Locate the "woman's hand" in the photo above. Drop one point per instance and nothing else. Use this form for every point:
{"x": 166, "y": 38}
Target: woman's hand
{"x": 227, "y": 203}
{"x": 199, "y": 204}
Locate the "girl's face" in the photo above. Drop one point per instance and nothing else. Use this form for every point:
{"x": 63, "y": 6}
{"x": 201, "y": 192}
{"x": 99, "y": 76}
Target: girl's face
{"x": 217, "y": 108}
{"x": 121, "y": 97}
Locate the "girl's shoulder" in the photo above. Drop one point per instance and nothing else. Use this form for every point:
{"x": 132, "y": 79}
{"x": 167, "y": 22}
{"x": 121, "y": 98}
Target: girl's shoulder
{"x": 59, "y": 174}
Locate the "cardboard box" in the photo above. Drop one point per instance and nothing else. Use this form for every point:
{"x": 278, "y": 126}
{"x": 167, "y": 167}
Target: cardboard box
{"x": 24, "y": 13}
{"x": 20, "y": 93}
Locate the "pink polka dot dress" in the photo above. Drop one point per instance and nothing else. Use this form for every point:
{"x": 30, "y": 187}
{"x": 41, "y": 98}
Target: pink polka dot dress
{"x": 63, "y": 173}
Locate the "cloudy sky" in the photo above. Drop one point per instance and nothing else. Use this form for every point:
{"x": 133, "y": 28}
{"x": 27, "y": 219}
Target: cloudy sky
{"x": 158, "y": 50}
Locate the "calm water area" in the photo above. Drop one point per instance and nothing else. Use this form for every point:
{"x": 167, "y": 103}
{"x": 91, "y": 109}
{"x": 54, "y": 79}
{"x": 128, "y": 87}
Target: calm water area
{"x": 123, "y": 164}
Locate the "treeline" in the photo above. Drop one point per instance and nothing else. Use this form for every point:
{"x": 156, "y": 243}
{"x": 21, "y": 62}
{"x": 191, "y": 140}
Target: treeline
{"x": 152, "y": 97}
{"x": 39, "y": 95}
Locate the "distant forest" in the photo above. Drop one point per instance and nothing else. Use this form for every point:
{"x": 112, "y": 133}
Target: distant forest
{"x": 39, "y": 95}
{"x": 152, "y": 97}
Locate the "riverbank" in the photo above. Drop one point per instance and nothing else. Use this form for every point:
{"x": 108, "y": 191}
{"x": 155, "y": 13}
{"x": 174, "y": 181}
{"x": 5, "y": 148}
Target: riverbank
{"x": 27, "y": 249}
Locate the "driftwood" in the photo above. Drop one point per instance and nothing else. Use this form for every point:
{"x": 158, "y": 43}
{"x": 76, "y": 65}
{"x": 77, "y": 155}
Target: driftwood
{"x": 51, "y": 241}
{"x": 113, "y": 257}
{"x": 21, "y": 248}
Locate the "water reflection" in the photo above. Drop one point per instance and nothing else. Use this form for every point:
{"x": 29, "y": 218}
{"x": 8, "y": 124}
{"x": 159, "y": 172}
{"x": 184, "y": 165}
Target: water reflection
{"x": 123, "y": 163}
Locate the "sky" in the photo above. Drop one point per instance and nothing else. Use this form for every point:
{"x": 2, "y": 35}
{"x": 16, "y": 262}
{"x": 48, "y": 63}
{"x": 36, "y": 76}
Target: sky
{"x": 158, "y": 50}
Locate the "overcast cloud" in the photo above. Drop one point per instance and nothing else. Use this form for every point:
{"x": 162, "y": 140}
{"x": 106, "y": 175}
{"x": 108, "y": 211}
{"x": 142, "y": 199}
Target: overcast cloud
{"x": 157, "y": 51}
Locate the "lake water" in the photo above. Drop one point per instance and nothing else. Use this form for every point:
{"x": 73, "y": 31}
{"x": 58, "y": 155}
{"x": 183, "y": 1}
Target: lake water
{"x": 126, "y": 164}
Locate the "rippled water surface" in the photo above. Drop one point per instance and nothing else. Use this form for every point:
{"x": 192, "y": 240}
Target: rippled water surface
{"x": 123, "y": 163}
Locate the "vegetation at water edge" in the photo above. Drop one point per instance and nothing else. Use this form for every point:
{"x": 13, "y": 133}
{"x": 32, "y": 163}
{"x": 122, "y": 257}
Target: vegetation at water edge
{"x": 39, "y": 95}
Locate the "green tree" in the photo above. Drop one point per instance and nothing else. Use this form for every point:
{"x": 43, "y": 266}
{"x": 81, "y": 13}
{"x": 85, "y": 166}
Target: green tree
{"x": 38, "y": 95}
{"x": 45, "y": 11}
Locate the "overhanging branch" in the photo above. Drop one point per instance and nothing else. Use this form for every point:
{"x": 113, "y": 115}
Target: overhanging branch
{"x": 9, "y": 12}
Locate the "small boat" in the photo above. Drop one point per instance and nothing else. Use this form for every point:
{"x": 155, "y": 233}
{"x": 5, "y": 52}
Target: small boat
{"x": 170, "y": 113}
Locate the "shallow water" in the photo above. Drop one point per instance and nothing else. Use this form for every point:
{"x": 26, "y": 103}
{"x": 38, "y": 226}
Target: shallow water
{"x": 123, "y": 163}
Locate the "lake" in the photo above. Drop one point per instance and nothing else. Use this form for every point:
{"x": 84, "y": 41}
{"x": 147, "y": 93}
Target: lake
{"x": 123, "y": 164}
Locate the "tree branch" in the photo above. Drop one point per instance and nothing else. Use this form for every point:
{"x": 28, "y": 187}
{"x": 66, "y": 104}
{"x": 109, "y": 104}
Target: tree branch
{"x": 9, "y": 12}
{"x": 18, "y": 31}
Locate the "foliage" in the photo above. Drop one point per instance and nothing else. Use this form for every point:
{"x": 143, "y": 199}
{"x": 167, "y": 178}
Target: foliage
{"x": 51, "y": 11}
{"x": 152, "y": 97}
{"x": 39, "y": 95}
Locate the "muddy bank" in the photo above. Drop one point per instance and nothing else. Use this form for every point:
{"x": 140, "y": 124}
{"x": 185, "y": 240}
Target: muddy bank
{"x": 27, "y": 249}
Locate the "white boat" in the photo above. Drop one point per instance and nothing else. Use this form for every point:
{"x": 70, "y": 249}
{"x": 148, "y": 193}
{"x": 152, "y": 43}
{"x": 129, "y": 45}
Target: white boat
========
# ASSIGNED TASK
Take each record above and return it verbatim.

# THE ANSWER
Locate the "woman's hand" in the photo above. Drop one point per instance and nothing else. Use this form for every point:
{"x": 166, "y": 38}
Target: woman's hand
{"x": 227, "y": 203}
{"x": 199, "y": 204}
Locate the "girl's face" in the photo above. Drop one point per instance and nothing else. Use this form for every point:
{"x": 63, "y": 6}
{"x": 201, "y": 192}
{"x": 99, "y": 76}
Target: girl's face
{"x": 217, "y": 108}
{"x": 121, "y": 97}
Locate the "girl's shoulder" in the photo above. Drop one point per instance and nothing else. Use this form for every point:
{"x": 132, "y": 79}
{"x": 167, "y": 22}
{"x": 121, "y": 98}
Target: girl's shoulder
{"x": 59, "y": 174}
Locate the "cardboard box" in the photo above. Drop one point per instance and nothing else. Use this form for every point:
{"x": 278, "y": 126}
{"x": 167, "y": 167}
Target: cardboard box
{"x": 24, "y": 13}
{"x": 20, "y": 93}
Locate the "pink polka dot dress" in the photo above. Drop one point per instance and nothing else. Use this form for every point:
{"x": 30, "y": 187}
{"x": 41, "y": 98}
Target: pink polka dot dress
{"x": 63, "y": 173}
Locate the "cloudy sky" in the photo above. Drop one point per instance and nothing else. Use this form for every point:
{"x": 133, "y": 28}
{"x": 27, "y": 219}
Target: cloudy sky
{"x": 158, "y": 50}
Locate the "calm water area" in the photo above. Drop one point per instance and nothing else. Use this form for every point:
{"x": 167, "y": 103}
{"x": 91, "y": 109}
{"x": 54, "y": 79}
{"x": 128, "y": 87}
Target: calm water area
{"x": 123, "y": 164}
Locate the "treeline" in the photo above. Drop one point per instance and nothing else. Use this form for every point:
{"x": 156, "y": 243}
{"x": 21, "y": 62}
{"x": 191, "y": 140}
Target: treeline
{"x": 152, "y": 97}
{"x": 39, "y": 95}
Locate the "distant forest" in the photo above. Drop one point per instance and nothing else. Use this form for every point:
{"x": 112, "y": 133}
Target: distant forest
{"x": 39, "y": 95}
{"x": 152, "y": 97}
Locate the "riverbank" in the photo above. Drop one point per instance and nothing else. Use this form for every point:
{"x": 108, "y": 191}
{"x": 155, "y": 13}
{"x": 174, "y": 181}
{"x": 5, "y": 148}
Target: riverbank
{"x": 27, "y": 249}
Locate the "driftwood" in the photo above. Drop one point per instance and nothing else. Use this form for every point:
{"x": 158, "y": 43}
{"x": 76, "y": 65}
{"x": 77, "y": 155}
Target: driftwood
{"x": 51, "y": 241}
{"x": 113, "y": 257}
{"x": 21, "y": 248}
Locate the "water reflection" in the photo above. Drop one point per instance and nothing else. Use this form for every point:
{"x": 29, "y": 218}
{"x": 8, "y": 124}
{"x": 159, "y": 172}
{"x": 184, "y": 165}
Target: water reflection
{"x": 123, "y": 163}
Locate the "sky" in the photo above. Drop one point per instance and nothing else. Use this form for every point:
{"x": 2, "y": 35}
{"x": 16, "y": 262}
{"x": 48, "y": 63}
{"x": 36, "y": 76}
Target: sky
{"x": 158, "y": 50}
Locate the "overcast cloud" in the photo above. Drop one point per instance and nothing else. Use this form for every point:
{"x": 162, "y": 140}
{"x": 106, "y": 175}
{"x": 108, "y": 211}
{"x": 142, "y": 199}
Target: overcast cloud
{"x": 157, "y": 51}
Locate the "lake water" in the photo above. Drop one point per instance and nothing else. Use this form for every point:
{"x": 73, "y": 31}
{"x": 58, "y": 155}
{"x": 183, "y": 1}
Target: lake water
{"x": 126, "y": 164}
Locate the "rippled water surface" in the photo above. Drop one point per instance and nothing else. Use this form for every point:
{"x": 192, "y": 240}
Target: rippled water surface
{"x": 123, "y": 163}
Locate the "vegetation at water edge" in the photo above. Drop one point per instance and nothing else. Use this form for every point:
{"x": 13, "y": 133}
{"x": 32, "y": 163}
{"x": 122, "y": 257}
Target: vegetation at water edge
{"x": 39, "y": 95}
Locate the "green tree" in the photo above. Drop one point per instance and nothing else. Use this form for every point:
{"x": 43, "y": 266}
{"x": 81, "y": 13}
{"x": 85, "y": 166}
Target: green tree
{"x": 38, "y": 95}
{"x": 45, "y": 11}
Locate the "overhanging branch" in the photo above. Drop one point per instance and nothing else. Use this form for every point:
{"x": 113, "y": 115}
Target: overhanging branch
{"x": 9, "y": 12}
Locate the "small boat" in the photo above. Drop one point per instance and nothing else. Use this form for every point:
{"x": 155, "y": 233}
{"x": 5, "y": 52}
Target: small boat
{"x": 170, "y": 113}
Locate the "shallow water" in the photo above. Drop one point per instance and nothing else. Use this form for every point:
{"x": 26, "y": 103}
{"x": 38, "y": 226}
Target: shallow water
{"x": 123, "y": 163}
Locate the "lake" in the photo above. Drop one point per instance and nothing else. Use this form for every point:
{"x": 84, "y": 41}
{"x": 147, "y": 93}
Target: lake
{"x": 123, "y": 164}
Locate the "tree branch" in the photo above. Drop one point per instance and nothing else. Use this form for every point:
{"x": 28, "y": 187}
{"x": 66, "y": 104}
{"x": 109, "y": 104}
Target: tree branch
{"x": 9, "y": 12}
{"x": 18, "y": 31}
Locate the "foliage" in the photo above. Drop one point per instance and nothing else. Use this form for every point:
{"x": 143, "y": 199}
{"x": 167, "y": 178}
Target: foliage
{"x": 51, "y": 11}
{"x": 152, "y": 97}
{"x": 39, "y": 95}
Locate the "muddy bank" in the photo above. Drop one point per instance and nothing else. Use this form for every point:
{"x": 140, "y": 124}
{"x": 185, "y": 240}
Target: muddy bank
{"x": 27, "y": 249}
Locate the "white boat" in the photo above. Drop one point per instance and nothing else. Use this form for every point:
{"x": 70, "y": 249}
{"x": 148, "y": 193}
{"x": 152, "y": 43}
{"x": 129, "y": 45}
Target: white boat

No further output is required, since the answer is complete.